=== Stored items from a collection ===
= Beginning of Section =

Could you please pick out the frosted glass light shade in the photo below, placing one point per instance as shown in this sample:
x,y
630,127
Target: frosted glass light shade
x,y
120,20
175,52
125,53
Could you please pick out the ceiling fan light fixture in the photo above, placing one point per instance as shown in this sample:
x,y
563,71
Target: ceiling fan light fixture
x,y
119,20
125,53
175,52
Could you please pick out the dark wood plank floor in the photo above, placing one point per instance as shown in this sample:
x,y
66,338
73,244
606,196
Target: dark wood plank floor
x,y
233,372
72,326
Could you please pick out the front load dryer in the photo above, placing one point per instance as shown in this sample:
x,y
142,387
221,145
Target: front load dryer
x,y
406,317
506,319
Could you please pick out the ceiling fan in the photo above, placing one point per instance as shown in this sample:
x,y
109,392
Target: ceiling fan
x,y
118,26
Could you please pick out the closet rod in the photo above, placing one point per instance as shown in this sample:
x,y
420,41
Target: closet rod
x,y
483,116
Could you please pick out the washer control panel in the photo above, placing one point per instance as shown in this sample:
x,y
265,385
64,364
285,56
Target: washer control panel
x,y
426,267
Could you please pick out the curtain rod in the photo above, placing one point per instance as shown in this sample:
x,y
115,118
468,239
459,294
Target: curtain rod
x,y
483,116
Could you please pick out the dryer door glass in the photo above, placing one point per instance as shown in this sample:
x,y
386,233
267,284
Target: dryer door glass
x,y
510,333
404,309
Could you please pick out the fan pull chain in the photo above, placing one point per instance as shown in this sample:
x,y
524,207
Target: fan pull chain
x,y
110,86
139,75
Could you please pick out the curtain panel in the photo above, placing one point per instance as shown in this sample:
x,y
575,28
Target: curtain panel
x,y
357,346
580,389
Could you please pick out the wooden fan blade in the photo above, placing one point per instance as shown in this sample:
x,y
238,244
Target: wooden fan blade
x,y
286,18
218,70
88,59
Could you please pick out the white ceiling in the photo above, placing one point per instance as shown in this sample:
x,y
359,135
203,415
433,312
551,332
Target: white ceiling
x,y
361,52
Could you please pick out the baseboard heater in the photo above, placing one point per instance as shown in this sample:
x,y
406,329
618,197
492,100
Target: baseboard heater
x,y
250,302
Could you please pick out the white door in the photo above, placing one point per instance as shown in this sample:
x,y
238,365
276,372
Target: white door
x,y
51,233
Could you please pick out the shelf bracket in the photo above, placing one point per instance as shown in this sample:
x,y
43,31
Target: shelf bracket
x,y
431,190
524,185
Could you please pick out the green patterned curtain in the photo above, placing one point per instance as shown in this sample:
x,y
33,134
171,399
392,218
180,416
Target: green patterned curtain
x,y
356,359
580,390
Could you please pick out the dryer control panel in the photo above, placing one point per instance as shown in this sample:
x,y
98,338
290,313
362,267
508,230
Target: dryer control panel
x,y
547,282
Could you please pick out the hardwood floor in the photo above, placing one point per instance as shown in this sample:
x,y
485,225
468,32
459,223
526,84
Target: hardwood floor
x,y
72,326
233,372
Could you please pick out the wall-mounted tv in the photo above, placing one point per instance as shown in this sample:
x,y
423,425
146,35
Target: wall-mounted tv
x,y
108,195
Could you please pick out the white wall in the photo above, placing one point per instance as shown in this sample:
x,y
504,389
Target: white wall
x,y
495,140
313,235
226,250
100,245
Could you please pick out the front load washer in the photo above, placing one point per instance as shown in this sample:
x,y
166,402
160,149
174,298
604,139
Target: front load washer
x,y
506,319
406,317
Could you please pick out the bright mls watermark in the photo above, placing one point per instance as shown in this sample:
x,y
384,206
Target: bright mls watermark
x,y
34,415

= End of Section =

=== EXERCISE ===
While keeping every line the same, please copy out all the records.

=== TASK RESPONSE ===
Could you please pick out the frosted glass light shade in the photo below, placing one point per instance as shown in this sample:
x,y
630,127
Target: frosted glass light shade
x,y
120,20
175,52
125,53
Could you please pick out the ceiling fan light fixture in the photo above, placing one point per instance as shown in this sample:
x,y
563,71
Target: ceiling fan light fixture
x,y
119,20
125,53
175,52
Could you please pick out the dark wood plank floor in the photo above, placing one point per instance as shown in this sample:
x,y
66,338
73,244
606,196
Target: dark wood plank floor
x,y
233,372
72,326
Could you please pick out the front load dryer in the photo above, placing one point per instance as shown in this sample:
x,y
142,387
221,145
Target: front load dryer
x,y
406,317
506,319
Could you please pick out the ceiling fan in the photo above, placing one point per instance as shown in this sample:
x,y
109,392
Target: ceiling fan
x,y
118,26
Could you please pick out the closet rod in the photo above, placing one point per instance as shown in this sample:
x,y
420,41
Target: closet rod
x,y
483,116
Could you please pick out the washer control panel in the photo above, placing one point per instance as shown in this sample:
x,y
265,385
64,364
285,56
Target: washer control panel
x,y
426,267
Could you please pick out the curtain rod in the photo above, placing one point per instance as shown in this sample:
x,y
115,118
468,239
459,294
Target: curtain rod
x,y
483,116
Could you please pick out the dryer door glass in the photo above, placing one point per instance as shown in this sample:
x,y
386,233
267,284
Target: dryer door glass
x,y
510,333
404,309
Could you please pick out the fan pull chain in the photo above, placing one point per instance as shown in this sample:
x,y
524,207
Target: fan pull chain
x,y
110,86
139,75
Could you please pick out the curtain panel in the photo above, placing one point per instance as shown in this sample:
x,y
575,28
Target: curtain panel
x,y
357,346
580,389
Could you please pick out the wooden fan blade in the photo above, placing one point per instance as shown in this sample:
x,y
238,244
Target: wooden fan blade
x,y
286,18
218,70
88,59
Could you please pick out the white ceiling in the photo above, placing one point per instance as shown in this sample:
x,y
359,135
203,415
433,312
551,332
Target: white ceiling
x,y
361,52
Could you please pick out the baseboard heater in the photo above, placing one point per instance as shown in this sample:
x,y
406,329
618,197
492,100
Target: baseboard heater
x,y
250,302
Could you please pick out the white door in the photo above, placing one point per instance as shown in this sample:
x,y
238,365
276,372
Target: white door
x,y
51,233
Could you please pick out the shelf bracket in the photo above, placing one point per instance as shown in this sample:
x,y
43,31
Target: shelf bracket
x,y
431,190
524,185
Could you please pick out the green patterned curtain in the photo above, placing one point per instance as shown in this sample:
x,y
33,134
171,399
392,218
180,416
Target: green patterned curtain
x,y
356,359
580,390
Could you please pick out the dryer control panel in the photo above, placing one point per instance as shown in this sample:
x,y
98,338
290,313
362,267
508,230
Target: dryer control panel
x,y
547,282
Could you please pick out the hardwood floor in the photo above, placing one point per instance as shown in this sample:
x,y
485,225
468,32
459,223
526,84
Target: hardwood floor
x,y
72,326
233,372
Could you please pick out the wall-mounted tv in the photo above, placing one point per instance as shown in this sample:
x,y
423,425
146,35
Target: wall-mounted tv
x,y
108,195
Could you please pick out the white wall in the photo above, placing one point per instance as shown in this sample:
x,y
504,389
Target: white wall
x,y
495,140
313,235
226,250
100,245
Could you please pick out the front load washer in the photo above, placing one point per instance as shown in this sample:
x,y
166,402
160,149
174,298
604,139
Target: front load washer
x,y
506,319
406,317
Could you please pick out the bright mls watermark in the photo above, placing one point per instance as shown in this sample:
x,y
384,206
Target: bright mls watermark
x,y
34,415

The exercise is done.